Data for this task>
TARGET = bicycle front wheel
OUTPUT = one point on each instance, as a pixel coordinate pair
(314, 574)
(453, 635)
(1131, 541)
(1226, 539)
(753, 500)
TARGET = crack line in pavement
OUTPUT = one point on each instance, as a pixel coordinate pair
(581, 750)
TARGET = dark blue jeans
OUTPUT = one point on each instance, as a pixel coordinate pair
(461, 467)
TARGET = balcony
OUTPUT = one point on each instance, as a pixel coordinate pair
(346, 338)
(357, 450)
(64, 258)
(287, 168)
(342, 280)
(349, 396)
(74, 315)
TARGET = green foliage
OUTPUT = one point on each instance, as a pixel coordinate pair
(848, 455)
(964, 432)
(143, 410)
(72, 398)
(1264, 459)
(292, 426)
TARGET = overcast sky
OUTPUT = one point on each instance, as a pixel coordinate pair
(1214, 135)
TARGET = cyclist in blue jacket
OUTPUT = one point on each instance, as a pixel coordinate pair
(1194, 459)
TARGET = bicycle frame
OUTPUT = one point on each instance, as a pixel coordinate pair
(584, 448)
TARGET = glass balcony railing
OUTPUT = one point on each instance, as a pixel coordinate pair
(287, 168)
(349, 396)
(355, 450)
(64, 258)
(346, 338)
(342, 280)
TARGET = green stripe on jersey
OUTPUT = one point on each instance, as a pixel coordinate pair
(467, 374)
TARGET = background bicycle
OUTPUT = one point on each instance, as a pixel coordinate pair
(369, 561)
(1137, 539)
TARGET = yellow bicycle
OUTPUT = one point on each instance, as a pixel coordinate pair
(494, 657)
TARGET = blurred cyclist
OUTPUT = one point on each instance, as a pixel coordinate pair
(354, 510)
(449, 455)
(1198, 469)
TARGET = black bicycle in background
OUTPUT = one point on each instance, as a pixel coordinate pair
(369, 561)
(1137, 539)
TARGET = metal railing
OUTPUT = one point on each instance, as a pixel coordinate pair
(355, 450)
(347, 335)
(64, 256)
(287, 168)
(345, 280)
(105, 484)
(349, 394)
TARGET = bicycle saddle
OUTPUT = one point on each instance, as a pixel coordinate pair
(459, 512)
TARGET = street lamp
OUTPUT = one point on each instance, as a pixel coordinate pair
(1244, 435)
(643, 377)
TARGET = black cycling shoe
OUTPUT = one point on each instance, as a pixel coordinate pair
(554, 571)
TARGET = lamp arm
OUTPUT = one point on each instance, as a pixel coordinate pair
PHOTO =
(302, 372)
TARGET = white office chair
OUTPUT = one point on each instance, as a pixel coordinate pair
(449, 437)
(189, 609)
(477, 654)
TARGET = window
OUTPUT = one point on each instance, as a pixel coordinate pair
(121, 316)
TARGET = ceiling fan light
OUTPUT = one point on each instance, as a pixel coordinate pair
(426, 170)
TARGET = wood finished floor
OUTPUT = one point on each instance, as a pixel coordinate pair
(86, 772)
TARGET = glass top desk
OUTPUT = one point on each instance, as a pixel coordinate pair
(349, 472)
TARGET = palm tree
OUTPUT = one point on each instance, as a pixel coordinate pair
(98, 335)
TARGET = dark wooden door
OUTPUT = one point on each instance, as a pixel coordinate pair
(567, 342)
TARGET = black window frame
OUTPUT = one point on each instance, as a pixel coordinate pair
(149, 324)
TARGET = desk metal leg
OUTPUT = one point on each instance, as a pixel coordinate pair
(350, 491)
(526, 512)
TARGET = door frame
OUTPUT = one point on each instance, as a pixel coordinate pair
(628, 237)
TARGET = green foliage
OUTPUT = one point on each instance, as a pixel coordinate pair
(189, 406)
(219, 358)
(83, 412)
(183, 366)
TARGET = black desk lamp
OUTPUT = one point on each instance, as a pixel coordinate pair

Task to carry out> Each line from the one holding "TARGET = ceiling fan light" down to the end of the records above is to be repeated exactly; no other line belongs in the reply.

Exercise answer>
TARGET = ceiling fan light
OUTPUT = one point on each instance, as a pixel coordinate pair
(426, 170)
TARGET = wood finished floor
OUTPUT = one point on each instance, as a pixel coordinate pair
(86, 772)
TARGET = glass top desk
OUTPUT = one point on each instance, as a pixel coordinate pair
(349, 472)
TARGET = palm tree
OUTPUT = one point on each instance, as a pixel coordinate pair
(98, 335)
TARGET = dark wooden door
OUTPUT = one point on each instance, as a pixel coordinate pair
(567, 342)
TARGET = black window frame
OUTPUT = one point on each instance, as a pixel coordinate pair
(149, 324)
TARGET = desk metal leg
OUTPUT = one point on each instance, as a pixel coordinate pair
(350, 491)
(526, 512)
TARGET = door frame
OUTPUT = one point on each instance, as a pixel coordinate pair
(628, 237)
TARGET = green foliage
OUTPUT = one point on each instance, as a pixel coordinate pair
(189, 406)
(219, 358)
(83, 412)
(183, 366)
TARGET = black desk lamp
OUTPUT = one point on each instance, as a pixel coordinate pair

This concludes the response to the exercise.